OBJECTIVE
Please check each statement against the 1916 Washington football summary and answer yes or no, quoting the exact words that decide it: (a) The team played its home games at Denny Field. (b) Opponents scored more than 20 points against the team over the season. (c) Gil Dobie was in his first season as coach.

SOURCE DOCUMENT
Northwest Conference co-champion PCC co-champion
- Conference: Northwest Conference, Pacific Coast Conference
- Record: 6–0–1 (2–0–1 Northwest, 3–0–1 PCC)
- Head coach: Gil Dobie (9th season);
- Captain: Louis Seagraves
- Home stadium: Denny Field

= 1916 Washington football team =

American college football season

The 1916 Washington football team was an American football team that represented the University of Washington as a member of the Northwest Conference and the newly-formed Pacific Coast Conference (PCC) during the 1916 college football season. In its ninth season under coach Gil Dobie, the team compiled an overall record of 6–0–1 outscored its opponents by a combined total of 189 to 16. Washington had a record of 2–0–1 in Northwest Conference play and 3–0–1 against PCC opponents, winning both conference titles. Louis Seagraves was the team captain.

ROWS
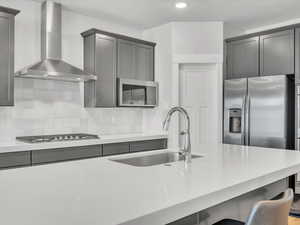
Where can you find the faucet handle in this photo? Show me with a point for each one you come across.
(182, 132)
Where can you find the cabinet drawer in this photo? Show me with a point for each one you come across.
(14, 159)
(189, 220)
(64, 154)
(116, 148)
(148, 145)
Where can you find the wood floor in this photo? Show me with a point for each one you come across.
(294, 221)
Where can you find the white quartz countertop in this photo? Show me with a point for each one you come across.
(17, 146)
(102, 192)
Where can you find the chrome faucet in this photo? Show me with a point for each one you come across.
(187, 144)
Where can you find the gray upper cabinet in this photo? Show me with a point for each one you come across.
(144, 62)
(297, 55)
(277, 53)
(7, 22)
(110, 56)
(100, 59)
(135, 61)
(126, 59)
(243, 58)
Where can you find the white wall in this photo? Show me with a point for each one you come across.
(43, 107)
(197, 38)
(173, 39)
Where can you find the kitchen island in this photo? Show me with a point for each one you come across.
(101, 191)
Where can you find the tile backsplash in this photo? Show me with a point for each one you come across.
(49, 107)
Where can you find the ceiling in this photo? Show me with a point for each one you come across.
(143, 14)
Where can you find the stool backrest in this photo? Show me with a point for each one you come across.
(273, 212)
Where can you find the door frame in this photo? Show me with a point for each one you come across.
(177, 61)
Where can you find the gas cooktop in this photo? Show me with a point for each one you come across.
(56, 137)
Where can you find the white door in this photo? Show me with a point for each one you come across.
(199, 94)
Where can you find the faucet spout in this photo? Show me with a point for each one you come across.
(187, 143)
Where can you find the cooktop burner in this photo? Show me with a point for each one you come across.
(56, 137)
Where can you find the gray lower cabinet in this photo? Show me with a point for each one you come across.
(14, 159)
(148, 145)
(277, 53)
(242, 58)
(189, 220)
(100, 59)
(115, 149)
(64, 154)
(7, 22)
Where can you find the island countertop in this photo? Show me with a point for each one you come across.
(103, 192)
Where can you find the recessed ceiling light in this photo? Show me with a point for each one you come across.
(180, 5)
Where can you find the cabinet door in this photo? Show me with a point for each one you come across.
(144, 58)
(297, 55)
(65, 154)
(243, 58)
(6, 59)
(148, 145)
(189, 220)
(105, 67)
(115, 149)
(14, 159)
(277, 53)
(126, 59)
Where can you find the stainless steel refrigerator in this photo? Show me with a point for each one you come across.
(259, 111)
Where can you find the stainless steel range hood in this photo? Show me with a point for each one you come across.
(51, 65)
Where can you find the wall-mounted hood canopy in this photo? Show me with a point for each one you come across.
(52, 66)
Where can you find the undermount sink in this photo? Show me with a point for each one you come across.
(153, 159)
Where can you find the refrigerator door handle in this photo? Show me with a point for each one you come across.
(297, 144)
(247, 120)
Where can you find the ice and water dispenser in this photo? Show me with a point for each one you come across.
(235, 120)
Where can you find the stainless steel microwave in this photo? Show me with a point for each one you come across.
(137, 93)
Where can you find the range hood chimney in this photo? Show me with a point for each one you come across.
(51, 66)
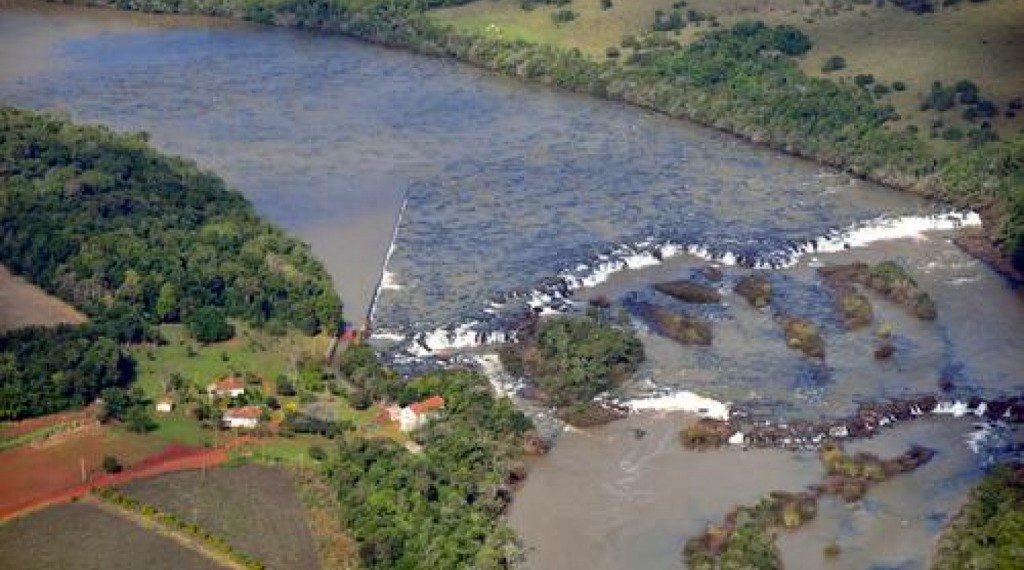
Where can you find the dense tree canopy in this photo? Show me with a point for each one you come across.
(99, 218)
(439, 509)
(133, 238)
(48, 369)
(574, 358)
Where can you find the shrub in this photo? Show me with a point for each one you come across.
(863, 80)
(316, 452)
(834, 63)
(952, 133)
(563, 16)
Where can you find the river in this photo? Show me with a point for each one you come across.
(503, 193)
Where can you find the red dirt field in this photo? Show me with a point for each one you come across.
(33, 477)
(10, 430)
(23, 304)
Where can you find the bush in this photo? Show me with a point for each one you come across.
(563, 16)
(112, 465)
(138, 420)
(952, 133)
(316, 453)
(834, 63)
(209, 324)
(863, 80)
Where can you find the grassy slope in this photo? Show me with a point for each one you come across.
(80, 535)
(981, 42)
(23, 304)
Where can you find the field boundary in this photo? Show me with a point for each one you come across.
(172, 458)
(155, 520)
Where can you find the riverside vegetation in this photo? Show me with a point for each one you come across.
(745, 79)
(133, 238)
(139, 213)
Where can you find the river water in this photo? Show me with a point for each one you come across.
(503, 191)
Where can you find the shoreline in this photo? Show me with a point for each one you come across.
(419, 34)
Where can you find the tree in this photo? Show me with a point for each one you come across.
(167, 303)
(112, 465)
(209, 325)
(138, 420)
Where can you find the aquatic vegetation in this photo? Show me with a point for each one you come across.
(756, 289)
(804, 336)
(134, 238)
(745, 538)
(988, 532)
(679, 326)
(705, 434)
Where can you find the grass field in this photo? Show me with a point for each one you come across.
(23, 304)
(254, 508)
(250, 351)
(983, 42)
(81, 535)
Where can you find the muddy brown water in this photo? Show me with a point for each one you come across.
(509, 184)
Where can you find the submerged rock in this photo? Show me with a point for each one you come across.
(681, 327)
(885, 350)
(589, 414)
(688, 292)
(534, 444)
(706, 434)
(893, 281)
(756, 289)
(712, 273)
(804, 336)
(887, 278)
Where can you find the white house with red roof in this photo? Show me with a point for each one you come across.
(245, 417)
(231, 387)
(415, 415)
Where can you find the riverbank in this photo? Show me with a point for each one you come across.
(724, 82)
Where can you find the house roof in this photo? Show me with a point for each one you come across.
(245, 412)
(229, 383)
(429, 404)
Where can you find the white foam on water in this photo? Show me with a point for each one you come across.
(389, 281)
(387, 336)
(955, 408)
(682, 401)
(976, 439)
(648, 253)
(468, 335)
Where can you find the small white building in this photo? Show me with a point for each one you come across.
(231, 387)
(245, 418)
(417, 414)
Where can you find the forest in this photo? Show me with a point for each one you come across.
(133, 238)
(441, 508)
(742, 79)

RESPONSE FOR THIS EXERCISE
(a) Yes: "Home stadium: Denny Field"
(b) No: "outscored its opponents by a combined total of 189 to 16"
(c) No: "In its ninth season under coach Gil Dobie"